Instructions for the task -
Scan the listing for the word "mask", and copy out each line where it is found.

Task input -
================================
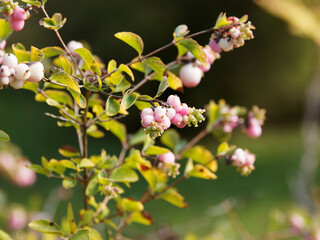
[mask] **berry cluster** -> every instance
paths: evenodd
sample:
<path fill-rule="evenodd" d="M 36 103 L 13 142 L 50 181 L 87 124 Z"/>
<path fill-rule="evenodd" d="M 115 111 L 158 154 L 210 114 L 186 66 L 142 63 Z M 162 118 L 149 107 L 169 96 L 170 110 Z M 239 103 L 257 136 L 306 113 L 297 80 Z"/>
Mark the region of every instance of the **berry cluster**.
<path fill-rule="evenodd" d="M 29 16 L 29 12 L 19 7 L 19 4 L 12 0 L 2 0 L 2 3 L 4 6 L 1 8 L 1 12 L 9 21 L 10 27 L 14 31 L 21 31 L 24 27 L 24 21 Z"/>
<path fill-rule="evenodd" d="M 6 47 L 7 41 L 3 40 L 0 42 L 0 65 L 2 64 L 3 56 L 6 54 L 4 48 Z"/>
<path fill-rule="evenodd" d="M 249 137 L 257 138 L 262 134 L 262 125 L 265 120 L 265 110 L 254 106 L 248 114 L 246 133 Z"/>
<path fill-rule="evenodd" d="M 183 86 L 192 88 L 199 85 L 204 72 L 208 72 L 211 65 L 216 59 L 220 58 L 220 54 L 213 52 L 209 45 L 203 48 L 207 56 L 207 65 L 202 65 L 192 53 L 188 52 L 186 54 L 186 59 L 189 61 L 187 64 L 183 65 L 179 72 L 179 77 L 182 81 Z"/>
<path fill-rule="evenodd" d="M 222 121 L 220 122 L 222 129 L 226 133 L 232 132 L 232 130 L 238 126 L 239 117 L 238 109 L 236 107 L 224 106 L 221 109 Z"/>
<path fill-rule="evenodd" d="M 176 177 L 179 175 L 180 164 L 176 163 L 176 157 L 173 152 L 167 152 L 158 156 L 160 163 L 158 168 L 168 176 Z"/>
<path fill-rule="evenodd" d="M 41 62 L 20 63 L 13 54 L 6 54 L 0 68 L 0 87 L 11 85 L 14 89 L 22 88 L 25 81 L 39 82 L 44 77 Z"/>
<path fill-rule="evenodd" d="M 176 95 L 168 97 L 167 105 L 169 107 L 145 108 L 141 112 L 141 125 L 152 138 L 160 136 L 171 124 L 179 128 L 186 125 L 197 127 L 204 120 L 204 109 L 190 108 L 186 103 L 181 103 Z"/>
<path fill-rule="evenodd" d="M 221 51 L 229 52 L 234 48 L 242 47 L 245 40 L 252 39 L 252 29 L 255 29 L 251 22 L 247 22 L 247 16 L 240 21 L 237 17 L 228 17 L 227 21 L 234 26 L 222 31 L 220 34 L 213 34 L 209 42 L 212 51 L 220 53 Z"/>
<path fill-rule="evenodd" d="M 248 176 L 254 170 L 256 156 L 248 150 L 237 148 L 230 158 L 232 165 L 238 168 L 241 175 Z"/>

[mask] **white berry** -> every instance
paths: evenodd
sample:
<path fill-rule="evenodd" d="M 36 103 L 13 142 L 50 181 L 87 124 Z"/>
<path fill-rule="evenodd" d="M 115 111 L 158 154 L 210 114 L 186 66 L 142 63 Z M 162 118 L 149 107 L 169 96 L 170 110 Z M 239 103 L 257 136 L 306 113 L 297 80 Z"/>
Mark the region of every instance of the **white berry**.
<path fill-rule="evenodd" d="M 78 48 L 83 48 L 83 45 L 81 42 L 77 42 L 77 41 L 72 40 L 67 44 L 67 48 L 70 52 L 73 52 L 74 50 L 76 50 Z"/>
<path fill-rule="evenodd" d="M 30 67 L 28 82 L 39 82 L 44 77 L 44 67 L 41 62 L 35 62 Z"/>
<path fill-rule="evenodd" d="M 229 52 L 233 48 L 232 42 L 229 41 L 229 39 L 227 39 L 227 38 L 221 38 L 219 41 L 219 46 L 225 52 Z"/>
<path fill-rule="evenodd" d="M 2 85 L 8 85 L 10 83 L 10 80 L 8 77 L 1 77 L 0 82 Z"/>
<path fill-rule="evenodd" d="M 25 81 L 30 77 L 30 70 L 27 64 L 20 63 L 16 66 L 15 79 Z"/>
<path fill-rule="evenodd" d="M 179 77 L 185 87 L 197 86 L 202 78 L 202 70 L 192 63 L 188 63 L 181 67 Z"/>
<path fill-rule="evenodd" d="M 1 77 L 9 77 L 10 76 L 10 69 L 7 66 L 1 66 L 0 68 L 0 76 Z"/>
<path fill-rule="evenodd" d="M 18 65 L 18 59 L 12 53 L 7 53 L 2 59 L 2 64 L 9 68 L 14 68 Z"/>
<path fill-rule="evenodd" d="M 14 81 L 10 82 L 10 86 L 14 89 L 20 89 L 23 87 L 24 81 L 15 79 Z"/>

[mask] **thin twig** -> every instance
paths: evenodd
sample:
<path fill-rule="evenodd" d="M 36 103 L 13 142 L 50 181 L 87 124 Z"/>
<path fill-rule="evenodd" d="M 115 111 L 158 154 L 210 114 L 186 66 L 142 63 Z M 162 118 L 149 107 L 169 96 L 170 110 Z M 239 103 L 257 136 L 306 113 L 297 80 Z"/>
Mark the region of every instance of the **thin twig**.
================================
Exercise solution -
[mask] **berry cluster** -> every instance
[mask] **white berry** -> every instance
[mask] **thin twig** -> every instance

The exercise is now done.